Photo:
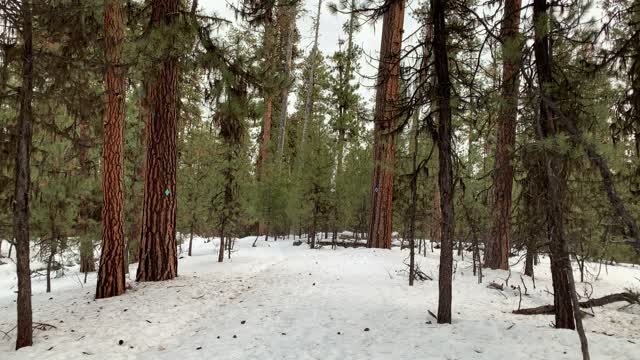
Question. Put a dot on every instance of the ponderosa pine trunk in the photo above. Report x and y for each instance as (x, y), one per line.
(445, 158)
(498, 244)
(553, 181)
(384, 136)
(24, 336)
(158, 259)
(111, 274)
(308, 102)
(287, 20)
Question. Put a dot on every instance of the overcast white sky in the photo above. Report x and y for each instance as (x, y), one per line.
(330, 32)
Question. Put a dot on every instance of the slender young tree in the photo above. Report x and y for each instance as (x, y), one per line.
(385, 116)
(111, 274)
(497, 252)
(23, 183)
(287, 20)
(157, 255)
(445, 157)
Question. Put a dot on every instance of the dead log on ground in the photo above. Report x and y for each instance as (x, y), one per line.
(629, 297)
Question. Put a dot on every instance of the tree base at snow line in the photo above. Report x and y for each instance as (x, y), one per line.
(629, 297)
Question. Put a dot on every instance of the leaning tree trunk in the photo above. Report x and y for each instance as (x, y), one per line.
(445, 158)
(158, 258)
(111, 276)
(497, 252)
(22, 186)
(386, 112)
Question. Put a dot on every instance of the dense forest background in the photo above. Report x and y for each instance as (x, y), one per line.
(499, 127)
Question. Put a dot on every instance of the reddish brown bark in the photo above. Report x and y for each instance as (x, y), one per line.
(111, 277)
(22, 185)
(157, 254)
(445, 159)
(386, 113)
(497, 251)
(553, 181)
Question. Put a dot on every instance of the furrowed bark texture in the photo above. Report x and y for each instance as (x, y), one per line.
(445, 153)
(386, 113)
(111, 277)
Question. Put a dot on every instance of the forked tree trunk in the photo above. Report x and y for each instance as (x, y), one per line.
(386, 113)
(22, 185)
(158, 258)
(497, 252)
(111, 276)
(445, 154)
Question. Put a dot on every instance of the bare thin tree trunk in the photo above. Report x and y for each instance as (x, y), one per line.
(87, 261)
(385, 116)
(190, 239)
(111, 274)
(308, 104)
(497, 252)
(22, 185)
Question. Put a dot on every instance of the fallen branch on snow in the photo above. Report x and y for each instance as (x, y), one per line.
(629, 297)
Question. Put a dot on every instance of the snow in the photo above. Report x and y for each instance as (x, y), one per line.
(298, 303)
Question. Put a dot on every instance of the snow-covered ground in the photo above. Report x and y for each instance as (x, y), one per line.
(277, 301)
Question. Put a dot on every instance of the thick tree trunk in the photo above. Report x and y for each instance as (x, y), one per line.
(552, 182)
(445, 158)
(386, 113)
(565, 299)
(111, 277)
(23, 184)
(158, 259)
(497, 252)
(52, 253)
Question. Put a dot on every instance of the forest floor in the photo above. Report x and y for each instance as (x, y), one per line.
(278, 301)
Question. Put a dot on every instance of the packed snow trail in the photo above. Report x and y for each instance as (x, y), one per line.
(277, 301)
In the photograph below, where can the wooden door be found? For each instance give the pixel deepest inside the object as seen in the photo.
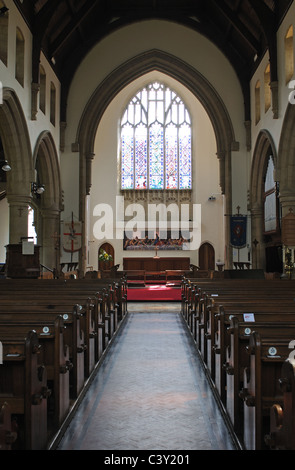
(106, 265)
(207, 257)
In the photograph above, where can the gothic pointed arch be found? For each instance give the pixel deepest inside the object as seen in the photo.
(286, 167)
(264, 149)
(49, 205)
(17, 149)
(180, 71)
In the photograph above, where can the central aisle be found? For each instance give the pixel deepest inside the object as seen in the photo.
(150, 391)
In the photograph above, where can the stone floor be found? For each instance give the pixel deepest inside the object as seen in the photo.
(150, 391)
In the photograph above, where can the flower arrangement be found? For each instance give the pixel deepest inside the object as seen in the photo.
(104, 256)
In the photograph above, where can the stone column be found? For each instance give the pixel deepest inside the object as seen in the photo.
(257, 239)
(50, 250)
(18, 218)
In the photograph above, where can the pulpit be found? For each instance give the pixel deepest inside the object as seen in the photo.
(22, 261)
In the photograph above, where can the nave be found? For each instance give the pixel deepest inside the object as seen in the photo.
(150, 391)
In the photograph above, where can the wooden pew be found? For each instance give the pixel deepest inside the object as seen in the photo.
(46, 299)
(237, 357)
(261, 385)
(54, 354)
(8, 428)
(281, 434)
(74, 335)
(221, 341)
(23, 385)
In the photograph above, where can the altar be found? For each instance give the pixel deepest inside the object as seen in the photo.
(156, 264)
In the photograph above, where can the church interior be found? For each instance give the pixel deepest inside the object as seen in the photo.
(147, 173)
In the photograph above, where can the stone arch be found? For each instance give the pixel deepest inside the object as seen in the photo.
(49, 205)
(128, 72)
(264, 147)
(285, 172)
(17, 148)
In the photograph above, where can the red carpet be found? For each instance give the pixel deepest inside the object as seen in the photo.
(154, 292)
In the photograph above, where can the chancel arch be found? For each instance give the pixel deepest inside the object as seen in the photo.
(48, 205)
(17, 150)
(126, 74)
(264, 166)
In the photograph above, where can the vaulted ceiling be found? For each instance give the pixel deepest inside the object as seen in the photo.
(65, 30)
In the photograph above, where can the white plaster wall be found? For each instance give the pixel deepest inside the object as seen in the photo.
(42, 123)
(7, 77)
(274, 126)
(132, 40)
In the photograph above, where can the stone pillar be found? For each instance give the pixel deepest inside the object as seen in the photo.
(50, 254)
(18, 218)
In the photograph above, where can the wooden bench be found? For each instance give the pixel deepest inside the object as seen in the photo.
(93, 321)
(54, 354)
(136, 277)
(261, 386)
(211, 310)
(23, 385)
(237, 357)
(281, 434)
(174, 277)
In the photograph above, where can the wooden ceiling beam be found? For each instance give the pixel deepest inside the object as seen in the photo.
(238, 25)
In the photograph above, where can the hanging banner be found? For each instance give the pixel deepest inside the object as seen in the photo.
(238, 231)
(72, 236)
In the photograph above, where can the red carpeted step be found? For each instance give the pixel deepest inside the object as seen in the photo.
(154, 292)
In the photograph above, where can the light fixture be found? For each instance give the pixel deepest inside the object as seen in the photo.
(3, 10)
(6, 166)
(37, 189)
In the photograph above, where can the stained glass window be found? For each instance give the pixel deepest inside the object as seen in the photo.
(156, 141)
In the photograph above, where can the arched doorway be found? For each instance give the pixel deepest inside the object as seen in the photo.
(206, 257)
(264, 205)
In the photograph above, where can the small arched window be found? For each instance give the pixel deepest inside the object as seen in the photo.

————————

YOUR INSTRUCTIONS:
What you return must match the records letter for letter, except that the pictures stay out.

SOLVED PROBLEM:
Photo:
Question. Put a dot on every instance of the ponderosa pine trunk in the photo above. Report x and y for each instance as (x, y), one per line.
(445, 158)
(498, 244)
(553, 181)
(384, 136)
(24, 336)
(158, 259)
(111, 274)
(308, 102)
(287, 20)
Question. Put a dot on every instance of the overcast white sky in the photo above. Report x and y for each instance as (x, y), one per line.
(330, 32)
Question. Put a dot on every instance of the slender young tree in the photo above. Report x and y for each instance as (x, y), one per line.
(385, 116)
(111, 274)
(497, 252)
(23, 183)
(287, 20)
(157, 255)
(445, 157)
Question. Put a dot on every instance of the dead log on ground in the photo above. Report x and y for each instance as (x, y), one per line.
(629, 297)
Question. Put a dot on every instance of the tree base at snow line in the photo above. Report x and y for each instance as (x, y), one per line.
(629, 297)
Question. Put a dot on every instance of the leaning tree trunk in the photo above. Report x and y for each instance as (x, y), one per line.
(445, 158)
(158, 258)
(111, 276)
(497, 252)
(22, 186)
(386, 112)
Question. Put a dot on every instance of the dense forest background in the photo above. Report x and y for each instance as (x, y), one per line.
(499, 127)
Question. Put a dot on every instance of the reddish brown bark in the photo above. Report x and y for each instance as (x, y), one per line.
(111, 277)
(22, 185)
(157, 254)
(445, 159)
(386, 113)
(497, 251)
(553, 181)
Question. Put a dot on every instance of the furrowed bark texture in the photo above. Report x and y for each instance as (x, y), one per line.
(445, 153)
(386, 113)
(111, 277)
Question. Put a dot on every instance of the forked tree trunk in the photo above. Report x and y for each instance as (x, y), one per line.
(386, 113)
(22, 185)
(158, 258)
(497, 252)
(111, 276)
(445, 154)
Question. Put a dot on every instance of the bare thin tree trunk in the photo above. Report x and y for each instance as (x, y), one per line.
(87, 261)
(385, 116)
(190, 239)
(111, 274)
(308, 104)
(497, 252)
(22, 185)
Question. Put a dot on every instance of the fallen branch on snow in the photo above. Report x and y for each instance as (x, y), one per line.
(629, 297)
Question. Put a dot on every instance of the snow in the photo above. Report x and y for each instance as (x, y), one per line.
(298, 303)
Question. Put a dot on every instance of the snow-covered ground in the photo above. Report x and y for each instance as (x, y), one per line.
(277, 301)
Question. Put a dot on every instance of the thick tree trunk in the photo above. Report x and y for each instance as (x, y), one per line.
(552, 182)
(445, 158)
(386, 113)
(565, 299)
(111, 277)
(23, 184)
(158, 259)
(497, 252)
(52, 253)
Question. Put a dot on every instance of the forest floor in the photo above. Report x and y for each instance as (x, y), one per line.
(278, 301)
Question. Put a dot on every instance of the packed snow trail in the photo above. Report x and y for each instance as (x, y), one per line.
(277, 301)
In the photograph below, where can the wooden door be found? For each instance give the pixel deepest inside the object as seen in the photo.
(106, 265)
(207, 257)
In the photograph above, where can the gothic pointed arch be found? For each instance give the pixel deepest inside the object as seen in the photo.
(286, 167)
(264, 149)
(49, 205)
(17, 149)
(180, 71)
In the photograph above, where can the central aisle be found? For each instance give the pixel deepest inside the object as seen in the photo.
(150, 391)
In the photograph above, where can the stone floor be found? For each instance give the pixel deepest inside the object as seen in the photo.
(150, 391)
In the photograph above, where can the flower arrangement be found? For each instance give the pixel deepest inside the object as seen in the photo.
(104, 256)
In the photograph above, where can the stone column be found? For each instance give the pixel deepest inside the object as seen in the photo.
(257, 239)
(50, 250)
(18, 218)
In the photograph above, where can the pulpit be found? For each instance give the pixel deepest inside the object as seen in the photo.
(22, 261)
In the photograph above, where can the nave be found? For each instance give the pixel deepest inside the object as seen in the photo.
(150, 391)
In the photograph above, where can the wooden pew be found? For each instance give the pixel deepest inside the object as seen in the photo.
(46, 299)
(237, 357)
(261, 385)
(54, 354)
(8, 428)
(281, 434)
(74, 335)
(221, 341)
(23, 385)
In the photograph above, where can the altar be found? For each instance give the pixel deepest inside the object as seen in the photo.
(156, 264)
In the photograph above, where can the church interior be found? For each instance give the pixel deepest inside the object as seen in the photo.
(147, 173)
In the photograph above, where can the stone arch be found? For each instance give the pixel deepest inside the object as seen in the photo.
(49, 205)
(128, 72)
(264, 147)
(285, 172)
(17, 148)
In the photograph above, where can the red carpet be found? For each instance give the pixel deepest inside the object as seen in the photo.
(154, 292)
In the photograph above, where can the chancel arch be found? For each instance give the pixel deepest inside the object as seen in the photo.
(48, 205)
(17, 150)
(126, 74)
(264, 166)
In the photograph above, where can the vaulted ceiling be found? For each instance give the pixel deepest inside the object as seen in the photo.
(65, 30)
In the photograph above, where can the white plaster wall be found? For each instance give the pixel deepest inside the object as seen in the photo.
(42, 123)
(7, 77)
(274, 126)
(132, 40)
In the photograph above, where can the stone pillar be found? For each instance give the pixel deepest inside the object as seen in the photo.
(50, 254)
(18, 218)
In the photograph above, where can the wooden bench be found? For each instance give the pixel deepest inside the object as seen in the photo.
(93, 321)
(54, 354)
(136, 277)
(261, 386)
(211, 310)
(23, 385)
(237, 357)
(281, 434)
(174, 277)
In the photograph above, where can the wooden ceiling beam be found? For each instance give the pixel deepest inside the object as seen in the photo.
(238, 25)
In the photograph above, where can the hanging banner be found? For each instance give the pixel deepest inside the object as seen in the photo.
(238, 231)
(72, 236)
In the photograph above, where can the red carpeted step be found? For each instance give the pixel deepest inside the object as seen in the photo.
(154, 292)
In the photograph above, where can the light fixture be found? For each instance give the pixel deepest inside the object as seen in the photo.
(3, 10)
(6, 166)
(37, 189)
In the photograph above, where can the stained glass window be found? For each instance give the pixel deepest inside the object as seen in the photo.
(156, 141)
In the photograph above, where can the arched doorway be found? For each instance give the pixel deepest inside the object as seen in the photo.
(206, 257)
(264, 205)
In the photograph above, where can the small arched window be found? For each instance give the pixel deepest inside the object as seen in the photo.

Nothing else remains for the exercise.